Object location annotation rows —
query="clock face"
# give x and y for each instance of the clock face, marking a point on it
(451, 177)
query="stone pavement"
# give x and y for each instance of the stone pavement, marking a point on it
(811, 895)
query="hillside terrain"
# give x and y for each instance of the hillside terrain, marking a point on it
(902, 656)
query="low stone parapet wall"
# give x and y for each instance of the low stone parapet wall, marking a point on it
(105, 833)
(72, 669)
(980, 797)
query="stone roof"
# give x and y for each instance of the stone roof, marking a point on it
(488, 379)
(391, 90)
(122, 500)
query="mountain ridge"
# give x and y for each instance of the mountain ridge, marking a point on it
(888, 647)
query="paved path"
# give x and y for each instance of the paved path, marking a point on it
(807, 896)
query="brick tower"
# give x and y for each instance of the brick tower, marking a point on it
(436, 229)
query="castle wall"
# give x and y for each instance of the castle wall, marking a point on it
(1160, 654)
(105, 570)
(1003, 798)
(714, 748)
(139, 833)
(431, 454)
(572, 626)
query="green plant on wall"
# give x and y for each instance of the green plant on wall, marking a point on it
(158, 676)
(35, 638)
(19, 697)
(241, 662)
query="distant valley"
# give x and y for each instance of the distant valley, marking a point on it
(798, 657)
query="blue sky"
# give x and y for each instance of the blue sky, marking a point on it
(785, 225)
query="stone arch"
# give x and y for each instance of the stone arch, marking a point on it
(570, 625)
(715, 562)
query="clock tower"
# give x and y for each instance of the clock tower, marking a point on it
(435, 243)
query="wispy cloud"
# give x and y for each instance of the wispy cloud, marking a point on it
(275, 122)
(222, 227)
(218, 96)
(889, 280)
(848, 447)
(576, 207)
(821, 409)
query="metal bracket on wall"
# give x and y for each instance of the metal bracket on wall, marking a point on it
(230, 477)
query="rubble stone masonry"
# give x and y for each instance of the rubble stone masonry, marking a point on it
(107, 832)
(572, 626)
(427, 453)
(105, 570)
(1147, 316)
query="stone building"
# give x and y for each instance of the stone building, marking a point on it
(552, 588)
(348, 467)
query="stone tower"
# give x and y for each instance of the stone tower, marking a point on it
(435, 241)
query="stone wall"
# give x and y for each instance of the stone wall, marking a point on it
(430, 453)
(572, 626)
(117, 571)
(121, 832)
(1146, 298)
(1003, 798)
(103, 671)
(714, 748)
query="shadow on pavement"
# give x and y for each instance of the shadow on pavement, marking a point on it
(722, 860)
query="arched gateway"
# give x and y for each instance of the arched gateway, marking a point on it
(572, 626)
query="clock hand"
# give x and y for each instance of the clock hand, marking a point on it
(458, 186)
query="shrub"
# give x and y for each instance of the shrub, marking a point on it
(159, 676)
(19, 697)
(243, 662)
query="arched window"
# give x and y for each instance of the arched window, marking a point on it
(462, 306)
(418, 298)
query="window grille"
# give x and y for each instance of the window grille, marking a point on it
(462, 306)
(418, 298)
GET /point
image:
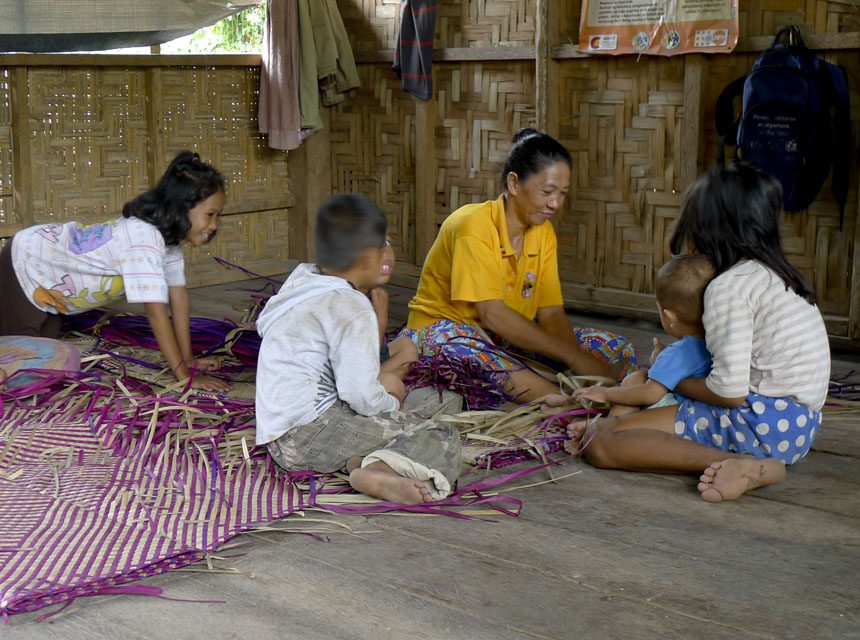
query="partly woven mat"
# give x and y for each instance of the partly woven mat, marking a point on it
(117, 473)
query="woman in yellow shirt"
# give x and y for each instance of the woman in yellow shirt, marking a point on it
(492, 274)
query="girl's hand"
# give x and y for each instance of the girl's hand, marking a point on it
(658, 347)
(208, 383)
(207, 364)
(595, 394)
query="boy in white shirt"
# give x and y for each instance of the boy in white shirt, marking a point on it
(321, 402)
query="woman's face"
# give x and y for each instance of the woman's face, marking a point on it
(204, 219)
(537, 198)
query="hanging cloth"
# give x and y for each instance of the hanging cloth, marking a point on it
(413, 55)
(279, 113)
(336, 70)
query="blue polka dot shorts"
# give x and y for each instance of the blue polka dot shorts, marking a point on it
(763, 427)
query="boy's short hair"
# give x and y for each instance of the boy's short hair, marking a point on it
(347, 224)
(681, 284)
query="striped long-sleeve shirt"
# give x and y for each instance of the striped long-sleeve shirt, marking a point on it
(764, 338)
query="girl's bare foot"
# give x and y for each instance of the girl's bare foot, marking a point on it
(576, 432)
(730, 479)
(389, 486)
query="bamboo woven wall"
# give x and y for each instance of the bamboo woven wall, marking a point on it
(639, 130)
(77, 142)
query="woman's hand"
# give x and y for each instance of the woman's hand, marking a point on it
(379, 300)
(207, 364)
(208, 383)
(595, 394)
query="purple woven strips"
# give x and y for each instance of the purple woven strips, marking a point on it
(78, 523)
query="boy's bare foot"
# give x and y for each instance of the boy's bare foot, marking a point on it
(576, 432)
(353, 463)
(730, 479)
(389, 486)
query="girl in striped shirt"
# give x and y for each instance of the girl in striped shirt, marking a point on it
(760, 407)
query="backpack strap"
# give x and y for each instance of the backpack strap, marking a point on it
(841, 135)
(724, 116)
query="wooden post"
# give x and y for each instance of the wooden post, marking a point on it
(311, 183)
(546, 67)
(22, 178)
(425, 177)
(693, 127)
(154, 113)
(854, 301)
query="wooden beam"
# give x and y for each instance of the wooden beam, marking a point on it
(310, 183)
(257, 205)
(425, 177)
(693, 127)
(747, 44)
(458, 54)
(138, 60)
(22, 171)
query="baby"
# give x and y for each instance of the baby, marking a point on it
(680, 290)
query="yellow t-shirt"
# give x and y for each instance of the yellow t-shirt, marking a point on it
(472, 260)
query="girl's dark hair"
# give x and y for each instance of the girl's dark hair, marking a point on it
(531, 153)
(731, 213)
(187, 181)
(347, 224)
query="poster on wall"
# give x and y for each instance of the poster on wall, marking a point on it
(655, 27)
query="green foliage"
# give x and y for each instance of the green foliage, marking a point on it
(240, 33)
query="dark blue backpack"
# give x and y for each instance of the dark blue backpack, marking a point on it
(794, 121)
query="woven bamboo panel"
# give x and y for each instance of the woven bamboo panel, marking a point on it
(213, 110)
(621, 119)
(372, 140)
(256, 241)
(479, 106)
(6, 215)
(87, 128)
(373, 24)
(92, 130)
(813, 240)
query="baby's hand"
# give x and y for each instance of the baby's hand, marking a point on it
(658, 347)
(208, 383)
(595, 394)
(207, 364)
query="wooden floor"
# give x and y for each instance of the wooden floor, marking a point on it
(601, 554)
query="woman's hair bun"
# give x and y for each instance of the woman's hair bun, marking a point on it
(525, 132)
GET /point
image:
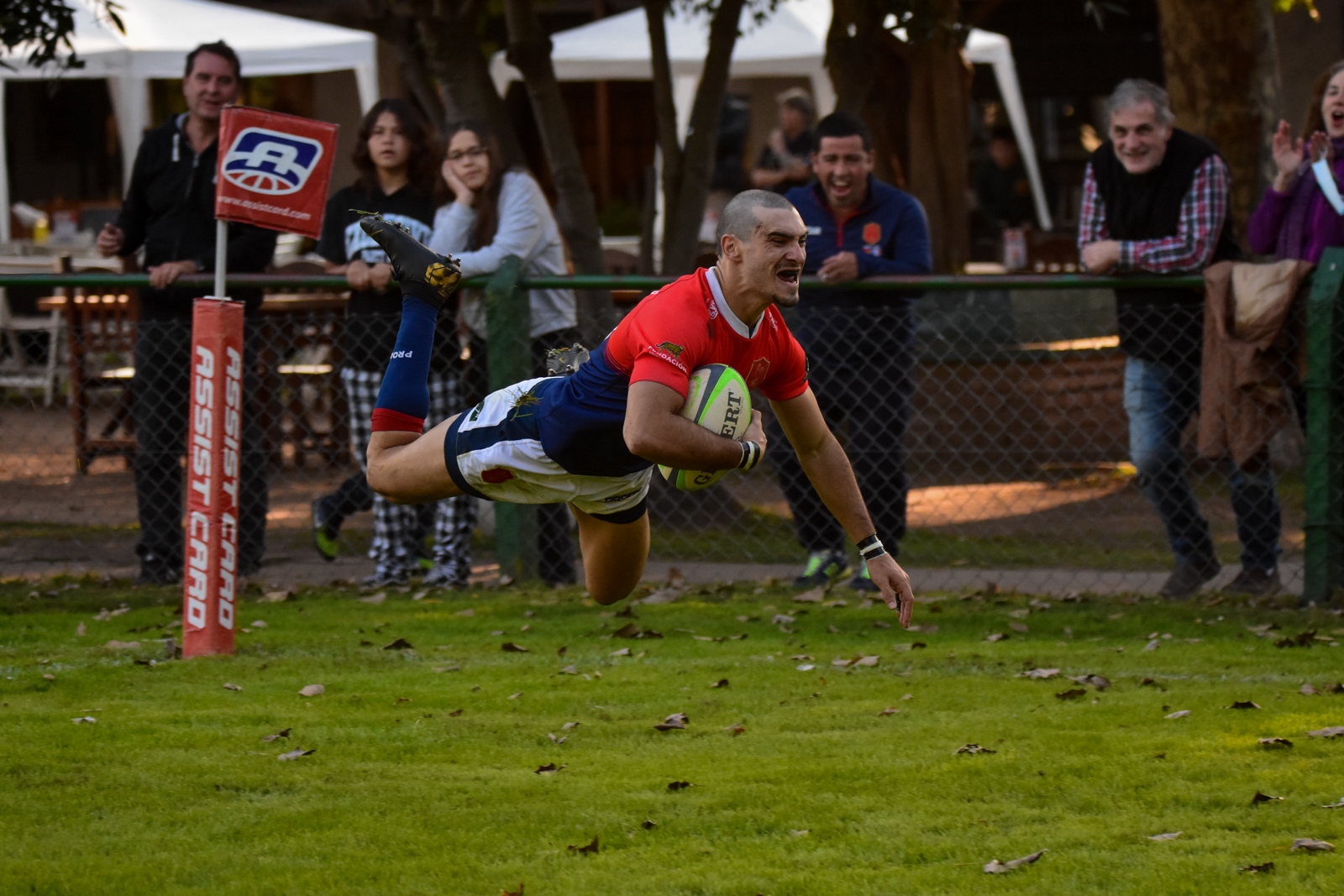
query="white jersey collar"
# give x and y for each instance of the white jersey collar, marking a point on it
(734, 322)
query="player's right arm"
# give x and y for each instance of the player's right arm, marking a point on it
(656, 432)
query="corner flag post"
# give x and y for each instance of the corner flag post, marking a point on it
(273, 172)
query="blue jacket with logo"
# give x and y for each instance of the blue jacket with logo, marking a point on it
(889, 234)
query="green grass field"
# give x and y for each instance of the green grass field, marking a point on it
(423, 779)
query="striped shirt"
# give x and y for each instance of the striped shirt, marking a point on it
(1200, 223)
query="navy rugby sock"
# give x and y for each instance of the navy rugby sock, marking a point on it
(403, 396)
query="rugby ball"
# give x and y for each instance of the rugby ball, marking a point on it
(719, 401)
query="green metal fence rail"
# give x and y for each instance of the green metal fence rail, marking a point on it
(510, 360)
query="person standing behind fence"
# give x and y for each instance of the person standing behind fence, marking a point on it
(396, 163)
(862, 344)
(1155, 199)
(497, 212)
(170, 211)
(1294, 219)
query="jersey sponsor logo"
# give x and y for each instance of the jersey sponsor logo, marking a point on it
(269, 161)
(672, 348)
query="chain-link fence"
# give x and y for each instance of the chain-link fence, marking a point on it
(995, 432)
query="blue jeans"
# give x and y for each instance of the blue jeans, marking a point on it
(1160, 403)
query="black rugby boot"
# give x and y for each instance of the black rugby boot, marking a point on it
(421, 271)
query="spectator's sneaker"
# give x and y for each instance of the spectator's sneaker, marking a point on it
(1257, 584)
(444, 577)
(823, 569)
(326, 537)
(1189, 578)
(864, 582)
(385, 578)
(437, 275)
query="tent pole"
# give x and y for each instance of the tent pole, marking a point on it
(221, 257)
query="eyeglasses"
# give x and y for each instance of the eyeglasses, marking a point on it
(475, 152)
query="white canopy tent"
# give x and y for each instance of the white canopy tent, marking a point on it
(159, 36)
(790, 43)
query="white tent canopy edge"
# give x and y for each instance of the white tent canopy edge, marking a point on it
(159, 36)
(790, 43)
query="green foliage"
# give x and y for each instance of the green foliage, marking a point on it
(174, 790)
(44, 29)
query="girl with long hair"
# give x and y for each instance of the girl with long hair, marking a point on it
(396, 160)
(497, 212)
(1294, 219)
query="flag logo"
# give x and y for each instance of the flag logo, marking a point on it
(270, 161)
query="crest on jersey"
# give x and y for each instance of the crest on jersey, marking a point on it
(269, 161)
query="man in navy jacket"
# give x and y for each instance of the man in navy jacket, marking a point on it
(860, 343)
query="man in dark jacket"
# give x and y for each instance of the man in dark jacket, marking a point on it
(862, 344)
(1155, 199)
(170, 211)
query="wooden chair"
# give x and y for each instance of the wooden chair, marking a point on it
(101, 331)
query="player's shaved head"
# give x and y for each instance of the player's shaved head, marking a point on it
(739, 217)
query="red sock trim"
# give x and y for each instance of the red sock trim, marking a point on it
(387, 419)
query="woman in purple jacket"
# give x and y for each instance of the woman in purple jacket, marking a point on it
(1294, 219)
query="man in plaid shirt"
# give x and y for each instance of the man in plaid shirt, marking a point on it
(1155, 201)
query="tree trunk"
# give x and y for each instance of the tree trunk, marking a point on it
(530, 53)
(913, 97)
(1210, 60)
(448, 34)
(687, 168)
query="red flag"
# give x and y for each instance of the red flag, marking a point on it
(273, 170)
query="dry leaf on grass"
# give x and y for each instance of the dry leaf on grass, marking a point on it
(675, 721)
(1312, 846)
(295, 754)
(995, 867)
(591, 848)
(1334, 731)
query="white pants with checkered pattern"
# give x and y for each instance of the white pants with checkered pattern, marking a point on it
(400, 528)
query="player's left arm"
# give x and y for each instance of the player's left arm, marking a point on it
(828, 468)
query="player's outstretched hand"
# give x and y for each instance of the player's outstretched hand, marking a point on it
(756, 432)
(895, 586)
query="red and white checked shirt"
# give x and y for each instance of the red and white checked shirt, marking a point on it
(1202, 212)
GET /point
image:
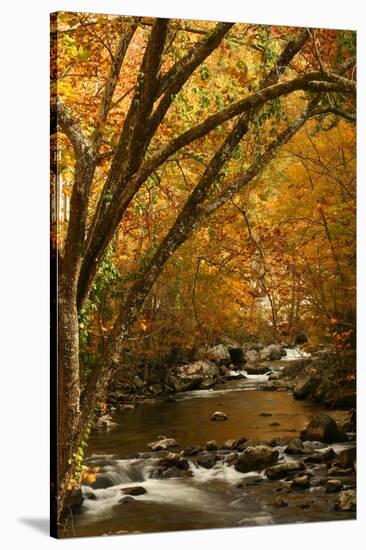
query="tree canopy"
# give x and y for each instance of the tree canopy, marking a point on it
(208, 187)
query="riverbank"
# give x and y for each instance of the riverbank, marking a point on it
(257, 467)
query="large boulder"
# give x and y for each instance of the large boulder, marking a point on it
(295, 447)
(346, 458)
(279, 471)
(173, 460)
(219, 416)
(219, 355)
(200, 374)
(346, 501)
(162, 444)
(256, 458)
(306, 386)
(333, 486)
(73, 499)
(236, 353)
(134, 491)
(256, 369)
(323, 428)
(251, 355)
(272, 352)
(301, 482)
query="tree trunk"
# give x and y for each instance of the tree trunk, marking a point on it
(68, 382)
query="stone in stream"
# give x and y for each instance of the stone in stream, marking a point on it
(294, 447)
(207, 461)
(231, 444)
(218, 415)
(169, 473)
(192, 450)
(231, 458)
(279, 502)
(200, 374)
(236, 353)
(256, 458)
(323, 428)
(162, 443)
(346, 458)
(346, 501)
(73, 499)
(279, 471)
(219, 355)
(105, 421)
(333, 485)
(306, 386)
(301, 482)
(325, 455)
(256, 369)
(134, 491)
(335, 471)
(211, 445)
(173, 460)
(272, 352)
(251, 355)
(126, 500)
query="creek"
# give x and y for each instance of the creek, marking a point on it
(216, 497)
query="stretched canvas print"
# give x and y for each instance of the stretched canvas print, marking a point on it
(203, 274)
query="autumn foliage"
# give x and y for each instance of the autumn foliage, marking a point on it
(208, 189)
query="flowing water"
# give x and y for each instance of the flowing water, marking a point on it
(217, 497)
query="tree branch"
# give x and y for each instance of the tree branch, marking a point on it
(118, 58)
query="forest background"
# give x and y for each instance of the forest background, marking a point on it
(34, 392)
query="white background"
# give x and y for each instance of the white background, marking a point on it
(24, 287)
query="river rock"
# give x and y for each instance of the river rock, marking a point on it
(279, 471)
(336, 471)
(333, 486)
(346, 501)
(134, 491)
(306, 386)
(256, 458)
(251, 355)
(231, 444)
(126, 500)
(301, 482)
(346, 458)
(219, 355)
(192, 450)
(73, 499)
(211, 445)
(162, 444)
(323, 428)
(173, 460)
(138, 383)
(200, 374)
(155, 389)
(105, 421)
(218, 415)
(279, 502)
(207, 461)
(295, 447)
(236, 353)
(256, 369)
(325, 455)
(169, 473)
(273, 352)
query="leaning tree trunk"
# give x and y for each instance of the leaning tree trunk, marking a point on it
(68, 380)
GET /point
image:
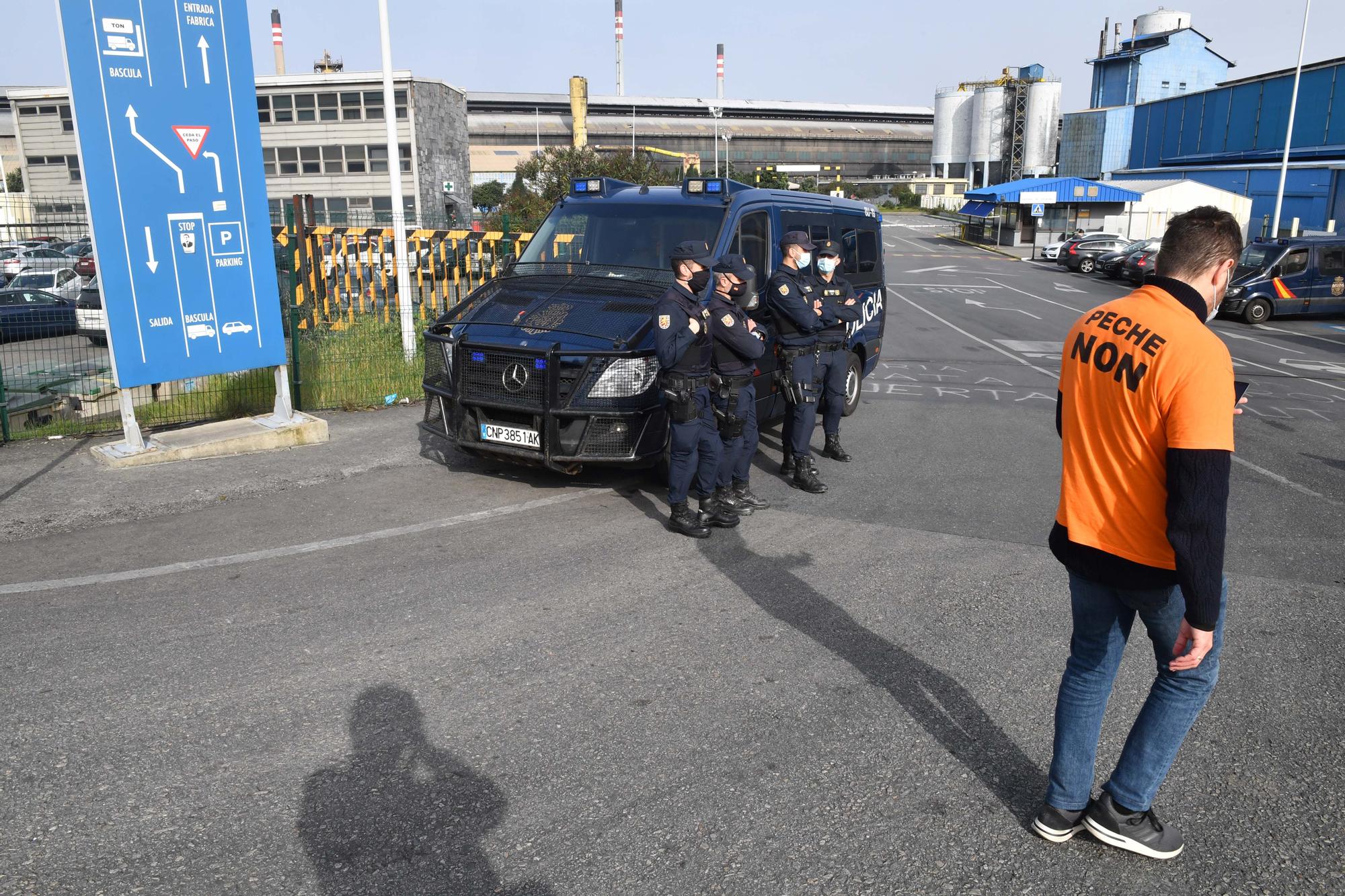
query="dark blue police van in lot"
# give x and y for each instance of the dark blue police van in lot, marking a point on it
(553, 361)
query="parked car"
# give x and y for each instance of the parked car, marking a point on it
(64, 283)
(1140, 266)
(1083, 256)
(15, 261)
(30, 314)
(1054, 249)
(91, 319)
(1110, 263)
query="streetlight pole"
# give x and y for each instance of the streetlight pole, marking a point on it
(1289, 131)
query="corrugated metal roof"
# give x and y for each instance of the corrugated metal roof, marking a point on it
(1065, 188)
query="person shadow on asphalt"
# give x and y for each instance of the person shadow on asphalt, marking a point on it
(400, 815)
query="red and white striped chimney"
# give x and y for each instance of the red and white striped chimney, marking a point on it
(719, 69)
(278, 42)
(621, 29)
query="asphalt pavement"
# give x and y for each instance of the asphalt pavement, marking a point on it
(383, 667)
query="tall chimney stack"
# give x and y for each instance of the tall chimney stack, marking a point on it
(719, 69)
(278, 42)
(621, 30)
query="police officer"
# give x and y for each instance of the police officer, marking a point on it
(684, 348)
(738, 345)
(798, 315)
(839, 300)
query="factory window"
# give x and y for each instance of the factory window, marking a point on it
(283, 108)
(328, 107)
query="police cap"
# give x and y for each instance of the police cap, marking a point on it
(693, 251)
(797, 239)
(736, 266)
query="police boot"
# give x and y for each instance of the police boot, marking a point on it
(730, 501)
(685, 521)
(714, 514)
(746, 497)
(806, 478)
(835, 451)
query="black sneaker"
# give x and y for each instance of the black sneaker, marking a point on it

Short exercise —
Can you find every line in the rows above that contains the word "distant" and copy each one out in full? Case counts.

Output —
query="distant valley"
# give x and y for each instance of the distant valley, marking a point on it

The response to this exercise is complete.